引文 ▸
────────────────────
别人给他介绍新用户,他就免费帮人下载一次。这样的裂变式传播进一步增加了他的客户数量。
后来手机越来越高级,支持下载电影了,他又找到了新业务,帮顾客下电影。
电影下载后有些上下有黑边,为了提升小屏幕的观看体验,他通过二次编辑把黑边去掉,解决了用户痛点,这个业务又被他做火了。
阮永华通过导歌、导电影悟出了两点道理:一是干苦力活想赚钱靠效率;二是提高效率靠系统。
一天只有24小时,只有系统地提高效率,比其他人高出一大截,底层出身的人做低门槛的事才有机会赢。
03
由于年纪小,柳州手机圈里都叫他“阿弟”。
2009年阮永华开始独立创业,在柳州开发区开了店。
2010年他与相恋5年的女友结婚,很快有了两个孩子。他的人生进入了新的阶段。
到2016年他开了第五家店,在外人看来生意已小有所成,阮永华却觉得自己的事业到了生死边缘。
所谓的生死边缘出自他的直觉,阮永华觉得生意越来越难做了。
只开一家店时,他自己当店长,店铺的管理他心里有一本账,但店铺开到第五家时,他发现公司存在巨大的管理黑洞。
手机零售连锁行业太特殊了,市面上的通用软件没法用。
比如财务系统,涉及全国代理、地区代理、普代,涉及全程保价,通用软件解决不了。
再比如运营商业务,卖的是话费套餐、流量包这些虚拟商品,不存在进和出,奖励的区间和梯度也很复杂,涉及一系列自定义,普通的进销存软件根本无法用来管理业务。
人才是另一个方面的问题。
几家连锁店铺的店长往往是从店内销冠中提拔起来的,这些人会当销售却不一定能当店长。
单店的业务不好了阮永华就得去防守,等单店有起色再离开。但结果总是他一离开,店内业绩马上又下滑——他很难把自己的一套管店经验传授到其他店里。
阮永华感觉卖手机的生意难做并非空穴来风。
进手机店的人变少了也与时代更大的变化联系在一起,他的生意波动不过是这个大时代一股浪潮周期里的小涟漪。
2016年之后,中国的移动互联网红利逐渐耗尽,与他相距2000多公里外的北京科技圈里,互联网大佬们都在谈论的是“互联网下半场”。
未触网人口越来越少,阮永华开始创业的2009年那种只要开店敢干就能赚钱的日子已一去不复返了。
擅长分析的阮永华这时候意识到,扩张完全出自盲目和冲动,新开的店面也没有任何数据做支撑。他尝试解决问题。
────────────────────
已知信息 ▸
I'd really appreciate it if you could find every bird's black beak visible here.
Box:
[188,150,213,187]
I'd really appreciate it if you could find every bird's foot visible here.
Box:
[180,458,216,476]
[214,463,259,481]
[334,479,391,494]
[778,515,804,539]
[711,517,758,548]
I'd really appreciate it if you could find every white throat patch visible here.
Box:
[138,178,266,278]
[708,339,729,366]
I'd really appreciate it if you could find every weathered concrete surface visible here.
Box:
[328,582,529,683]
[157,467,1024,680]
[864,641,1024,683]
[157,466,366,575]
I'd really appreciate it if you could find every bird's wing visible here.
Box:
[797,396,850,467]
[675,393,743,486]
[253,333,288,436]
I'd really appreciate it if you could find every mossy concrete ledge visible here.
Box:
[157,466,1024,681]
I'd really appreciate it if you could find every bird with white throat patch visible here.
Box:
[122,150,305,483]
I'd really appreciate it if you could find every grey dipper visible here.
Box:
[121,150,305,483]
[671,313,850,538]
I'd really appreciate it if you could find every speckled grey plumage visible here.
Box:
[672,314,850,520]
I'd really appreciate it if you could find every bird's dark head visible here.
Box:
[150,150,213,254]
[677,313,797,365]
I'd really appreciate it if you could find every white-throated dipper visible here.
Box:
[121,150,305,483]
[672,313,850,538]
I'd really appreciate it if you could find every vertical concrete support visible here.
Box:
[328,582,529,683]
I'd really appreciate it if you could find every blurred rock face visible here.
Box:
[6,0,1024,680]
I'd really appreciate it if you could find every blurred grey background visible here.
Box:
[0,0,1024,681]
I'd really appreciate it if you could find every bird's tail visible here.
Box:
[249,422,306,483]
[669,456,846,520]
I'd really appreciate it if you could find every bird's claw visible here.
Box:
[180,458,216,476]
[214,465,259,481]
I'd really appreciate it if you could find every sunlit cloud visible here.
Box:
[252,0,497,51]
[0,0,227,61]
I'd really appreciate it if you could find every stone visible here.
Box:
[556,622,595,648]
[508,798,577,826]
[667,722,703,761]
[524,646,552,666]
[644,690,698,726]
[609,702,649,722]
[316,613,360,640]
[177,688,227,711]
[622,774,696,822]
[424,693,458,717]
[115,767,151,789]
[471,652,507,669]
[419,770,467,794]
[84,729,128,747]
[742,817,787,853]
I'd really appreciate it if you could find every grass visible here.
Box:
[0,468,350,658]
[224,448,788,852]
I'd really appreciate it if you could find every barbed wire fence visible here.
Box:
────────────────────
练习题 ▸
a - 在关于阮永华创业经历的引文中,柳州手机圈里的人都叫他什么?
b - 请写出关于阮永华创业经历的引文在最后一句之后的内容。

参考答案 ▸
a - 阿弟

b -
公司的危机来自两点,一是数据严重滞后;二是员工缺乏动力。
当时市面上能买到的“进销存”全是电脑单机版,不能联网在手机上查看,全靠后勤员工跟每家店收集数据,然后录入汇总。
“我去厂家进货谈政策时,后勤人员经常给不出最新的准确数据。”他形容经常两眼一抹黑,有时候去谈判总觉得自己少点底气。
卖手机的生意,能否在手机上把这些问题给解决了呢?
阮永华开始在网上寻找试用各种管理平台。2016年,阮永华开始把自己的团队搬到了钉钉上办公。
有一天他逛钉钉应用广场,刷到了一款叫“简道云”的应用,简介中写着“无需编程”,“像搭积木一样快速搭建应用”。
“我一看不需要编程,还有什么好怕的?就来劲了。”
十几年来在手机卖场积攒下的对各种参数和数据的敏感让他开始自己着手搭建自己的应用,去解决公司管理运营中的一个个问题。
04
4年时间里阮永华搭出了“九大系统”:
进销存系统、运营商业务系统、经营分析系统、工资绩效系统、财务报销系统、营销辅助系统、技能考试系统、售后服务系统、加盟连锁系统。
九大系统示意图
这九大系统推到钉钉工作台投入使用后,员工每卖出一部手机,会主动在进销存里录入,公司财务系统里自动增加一笔收入,进价、利润一目了然,工资绩效系统自动给他记一笔提成。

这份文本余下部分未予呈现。